Prompt: Reproduce the following material verbatim, preserving every line and its order without alteration.

[Data excerpts start]

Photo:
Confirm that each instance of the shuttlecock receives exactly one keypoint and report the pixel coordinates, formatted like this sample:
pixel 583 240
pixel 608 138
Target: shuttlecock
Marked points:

[Data excerpts end]

Solution for this problem:
Photo:
Confirm that each instance of the shuttlecock receives exactly one keypoint and report the pixel coordinates, formatted like this sample:
pixel 583 240
pixel 608 138
Target: shuttlecock
Marked points:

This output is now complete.